指示 |
[1] 以下のノートブックでは、testのBankState列にある"PR"を何という値に置き換えていますか。
[2] 以下のノートブックで、modulesパッケージからインポートされているモジュール名をすべて挙げてください。

==== 読解用テキスト

# TODO

- 有効な特徴量とそうでない特徴量を整理する

# Setting

In [1]:
import sys

import numpy as np
import polars as pl
from typing import Final

root_dir = "../../"
if root_dir not in sys.path:
    sys.path.append(root_dir)
from modules import config as cfg
from modules import utils, preprosess, training, predict, metrics, workflow

exp = "exp24"
utils.set_seed(cfg.Params.seed)

# Read data

In [2]:
train, test, submit = utils.get_data(debug_mode=True)

# Preprocessing

## Split fold

In [3]:
train = preprosess.assign_stratified_k_fold(train)

## Convert

In [4]:
train = preprosess.drop_null_columns(train)
test  = preprosess.drop_null_columns(test)

# testのBankStateの"PR"はtrainにないため，一番多いCAに変換
test  = test.with_columns(pl.col("BankState").str.replace("PR", "CA"))

# 地名を座標に変換
train = preprosess.convert_to_latlng(train)
test  = preprosess.convert_to_latlng(test)

========
==== 提供データ

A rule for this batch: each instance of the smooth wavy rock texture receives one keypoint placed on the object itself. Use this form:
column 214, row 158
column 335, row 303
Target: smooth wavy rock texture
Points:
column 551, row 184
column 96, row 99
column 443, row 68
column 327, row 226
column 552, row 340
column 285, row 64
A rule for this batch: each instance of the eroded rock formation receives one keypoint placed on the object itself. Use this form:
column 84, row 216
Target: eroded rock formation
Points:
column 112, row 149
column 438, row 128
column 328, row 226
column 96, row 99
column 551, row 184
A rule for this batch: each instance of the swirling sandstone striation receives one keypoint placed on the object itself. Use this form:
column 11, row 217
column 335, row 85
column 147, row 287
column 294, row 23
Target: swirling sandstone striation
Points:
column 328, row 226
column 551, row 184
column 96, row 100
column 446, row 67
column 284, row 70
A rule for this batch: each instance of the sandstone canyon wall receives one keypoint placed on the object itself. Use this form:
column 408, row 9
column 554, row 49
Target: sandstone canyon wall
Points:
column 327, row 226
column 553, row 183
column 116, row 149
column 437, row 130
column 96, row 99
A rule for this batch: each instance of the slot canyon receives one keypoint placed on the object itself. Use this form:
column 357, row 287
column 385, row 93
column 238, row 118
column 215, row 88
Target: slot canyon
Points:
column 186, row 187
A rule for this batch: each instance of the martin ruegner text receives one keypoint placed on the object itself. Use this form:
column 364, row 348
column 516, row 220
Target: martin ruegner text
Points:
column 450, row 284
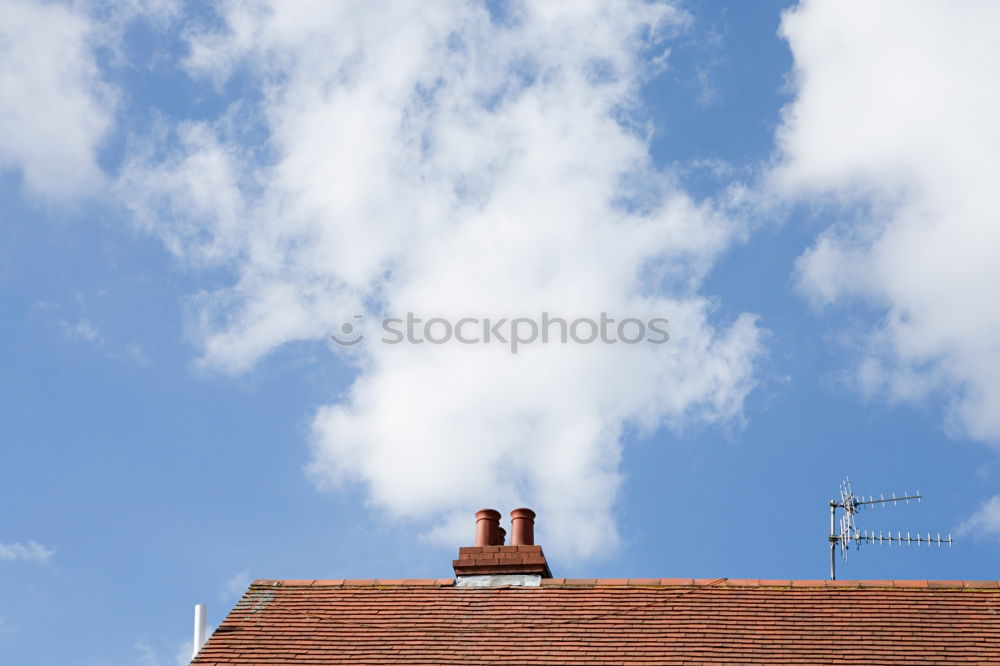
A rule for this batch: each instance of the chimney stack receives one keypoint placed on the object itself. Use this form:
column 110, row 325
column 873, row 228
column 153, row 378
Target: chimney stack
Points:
column 487, row 528
column 491, row 559
column 522, row 527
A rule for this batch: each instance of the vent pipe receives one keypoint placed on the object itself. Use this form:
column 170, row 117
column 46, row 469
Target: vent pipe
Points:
column 199, row 629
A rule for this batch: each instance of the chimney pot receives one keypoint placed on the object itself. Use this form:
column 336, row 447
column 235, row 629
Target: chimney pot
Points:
column 487, row 527
column 522, row 527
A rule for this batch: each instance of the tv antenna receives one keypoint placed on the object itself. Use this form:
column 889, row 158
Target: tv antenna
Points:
column 849, row 534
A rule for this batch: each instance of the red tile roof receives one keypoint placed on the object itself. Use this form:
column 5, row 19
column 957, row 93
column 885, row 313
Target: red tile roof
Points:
column 614, row 621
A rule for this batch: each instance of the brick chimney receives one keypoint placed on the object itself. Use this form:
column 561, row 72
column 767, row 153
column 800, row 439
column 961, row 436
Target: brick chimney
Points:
column 502, row 565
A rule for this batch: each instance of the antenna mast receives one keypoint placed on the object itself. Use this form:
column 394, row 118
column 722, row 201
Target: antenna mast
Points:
column 849, row 533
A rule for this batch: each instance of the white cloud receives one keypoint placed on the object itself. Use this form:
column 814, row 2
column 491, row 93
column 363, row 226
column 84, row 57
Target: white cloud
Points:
column 54, row 107
column 433, row 159
column 895, row 122
column 235, row 586
column 32, row 552
column 985, row 521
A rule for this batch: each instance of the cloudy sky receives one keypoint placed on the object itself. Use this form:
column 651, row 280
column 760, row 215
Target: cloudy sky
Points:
column 195, row 196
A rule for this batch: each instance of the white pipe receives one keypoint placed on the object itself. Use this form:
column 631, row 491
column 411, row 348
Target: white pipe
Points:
column 199, row 629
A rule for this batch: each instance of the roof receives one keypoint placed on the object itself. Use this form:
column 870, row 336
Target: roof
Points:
column 611, row 621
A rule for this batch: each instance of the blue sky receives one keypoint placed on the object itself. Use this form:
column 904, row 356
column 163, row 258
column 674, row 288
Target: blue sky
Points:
column 192, row 200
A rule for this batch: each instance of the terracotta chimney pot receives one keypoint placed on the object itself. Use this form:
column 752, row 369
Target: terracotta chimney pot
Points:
column 522, row 527
column 487, row 527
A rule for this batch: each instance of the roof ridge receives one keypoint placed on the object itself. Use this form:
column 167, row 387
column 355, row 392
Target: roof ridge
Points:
column 646, row 582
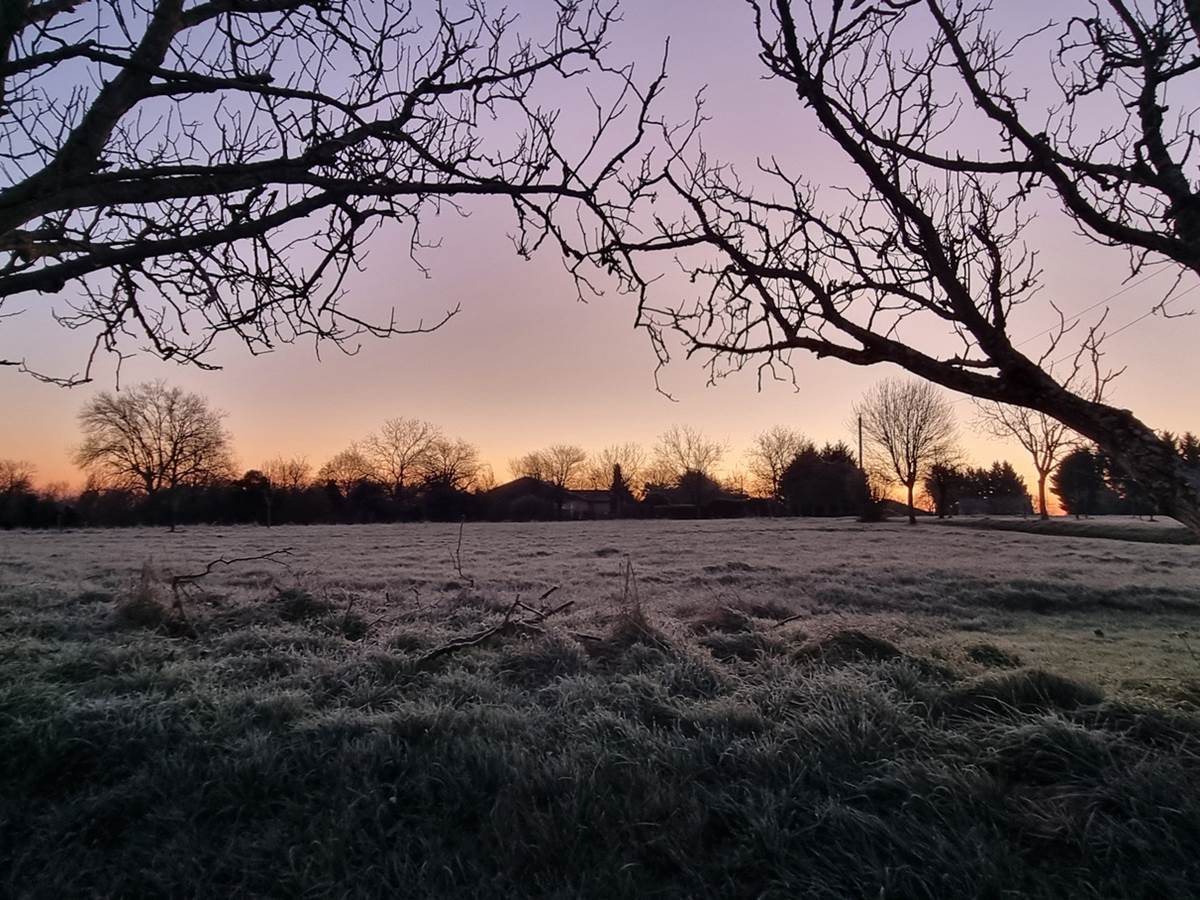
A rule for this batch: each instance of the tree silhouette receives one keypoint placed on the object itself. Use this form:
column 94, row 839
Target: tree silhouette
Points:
column 925, row 265
column 154, row 438
column 910, row 426
column 769, row 456
column 399, row 451
column 191, row 169
column 1044, row 438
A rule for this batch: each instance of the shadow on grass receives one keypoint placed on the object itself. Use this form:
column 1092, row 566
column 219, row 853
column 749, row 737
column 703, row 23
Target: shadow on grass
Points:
column 648, row 762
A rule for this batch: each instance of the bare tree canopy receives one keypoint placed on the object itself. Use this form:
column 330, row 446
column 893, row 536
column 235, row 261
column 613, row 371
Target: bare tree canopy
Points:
column 288, row 473
column 1044, row 438
column 683, row 449
column 769, row 456
column 345, row 469
column 924, row 263
column 453, row 463
column 153, row 438
column 16, row 477
column 631, row 460
column 172, row 171
column 911, row 427
column 399, row 451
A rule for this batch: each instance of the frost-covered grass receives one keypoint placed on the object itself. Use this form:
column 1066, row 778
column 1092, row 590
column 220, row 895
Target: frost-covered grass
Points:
column 1127, row 528
column 951, row 713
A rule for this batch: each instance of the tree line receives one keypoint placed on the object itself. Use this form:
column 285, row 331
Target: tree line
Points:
column 159, row 455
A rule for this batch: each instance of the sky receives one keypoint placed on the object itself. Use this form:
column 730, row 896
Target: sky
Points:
column 525, row 364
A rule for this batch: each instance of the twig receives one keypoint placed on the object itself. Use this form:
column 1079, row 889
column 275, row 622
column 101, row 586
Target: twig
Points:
column 508, row 625
column 790, row 618
column 349, row 609
column 456, row 557
column 179, row 583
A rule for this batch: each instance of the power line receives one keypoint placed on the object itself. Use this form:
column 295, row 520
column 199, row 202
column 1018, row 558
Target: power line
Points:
column 1098, row 304
column 1080, row 315
column 1131, row 324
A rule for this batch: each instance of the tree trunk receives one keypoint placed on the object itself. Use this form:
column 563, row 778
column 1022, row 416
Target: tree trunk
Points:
column 1151, row 462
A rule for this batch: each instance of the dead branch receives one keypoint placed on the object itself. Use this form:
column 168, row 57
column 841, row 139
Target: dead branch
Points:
column 507, row 627
column 181, row 583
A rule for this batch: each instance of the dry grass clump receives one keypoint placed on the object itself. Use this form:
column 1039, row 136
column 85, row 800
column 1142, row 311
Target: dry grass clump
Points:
column 849, row 646
column 989, row 654
column 1025, row 690
column 744, row 646
column 724, row 619
column 295, row 604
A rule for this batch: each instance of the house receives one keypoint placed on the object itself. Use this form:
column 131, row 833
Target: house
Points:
column 587, row 504
column 529, row 498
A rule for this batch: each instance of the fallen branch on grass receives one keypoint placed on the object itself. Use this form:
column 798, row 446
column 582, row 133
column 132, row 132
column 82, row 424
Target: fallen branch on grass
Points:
column 507, row 627
column 180, row 583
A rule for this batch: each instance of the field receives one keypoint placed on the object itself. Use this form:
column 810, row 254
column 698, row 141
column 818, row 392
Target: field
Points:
column 747, row 708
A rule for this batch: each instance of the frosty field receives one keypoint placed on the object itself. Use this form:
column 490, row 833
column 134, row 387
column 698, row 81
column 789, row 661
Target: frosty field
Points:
column 929, row 588
column 725, row 708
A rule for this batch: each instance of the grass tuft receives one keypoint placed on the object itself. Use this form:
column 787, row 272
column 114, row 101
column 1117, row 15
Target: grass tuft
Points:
column 849, row 646
column 1026, row 690
column 989, row 654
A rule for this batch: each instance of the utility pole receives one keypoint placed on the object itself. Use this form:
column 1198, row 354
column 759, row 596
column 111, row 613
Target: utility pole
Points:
column 861, row 444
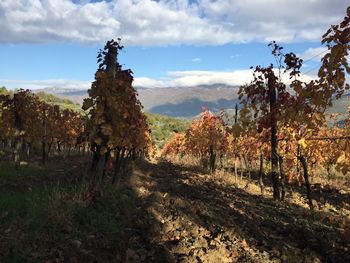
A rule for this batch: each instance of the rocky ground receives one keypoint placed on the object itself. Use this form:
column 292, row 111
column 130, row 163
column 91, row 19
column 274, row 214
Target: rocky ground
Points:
column 196, row 217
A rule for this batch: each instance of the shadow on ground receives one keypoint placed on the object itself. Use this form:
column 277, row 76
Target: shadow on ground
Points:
column 198, row 219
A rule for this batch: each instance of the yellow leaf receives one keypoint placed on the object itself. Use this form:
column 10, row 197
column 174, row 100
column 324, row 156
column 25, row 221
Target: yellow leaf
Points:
column 341, row 158
column 302, row 142
column 98, row 141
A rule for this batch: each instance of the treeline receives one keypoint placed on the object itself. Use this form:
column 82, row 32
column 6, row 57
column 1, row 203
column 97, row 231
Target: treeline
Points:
column 30, row 125
column 285, row 125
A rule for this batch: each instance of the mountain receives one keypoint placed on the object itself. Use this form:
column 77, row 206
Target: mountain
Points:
column 186, row 102
column 172, row 101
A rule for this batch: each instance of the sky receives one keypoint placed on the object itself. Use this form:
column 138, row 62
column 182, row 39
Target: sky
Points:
column 46, row 43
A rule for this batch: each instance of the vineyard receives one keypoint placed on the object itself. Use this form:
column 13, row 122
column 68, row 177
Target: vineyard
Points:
column 109, row 183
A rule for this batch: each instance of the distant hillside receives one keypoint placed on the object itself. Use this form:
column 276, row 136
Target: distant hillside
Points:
column 184, row 102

========

回答 |
[1] "CA"に置き換えています。

[2] config、utils、preprosess、training、predict、metrics、workflow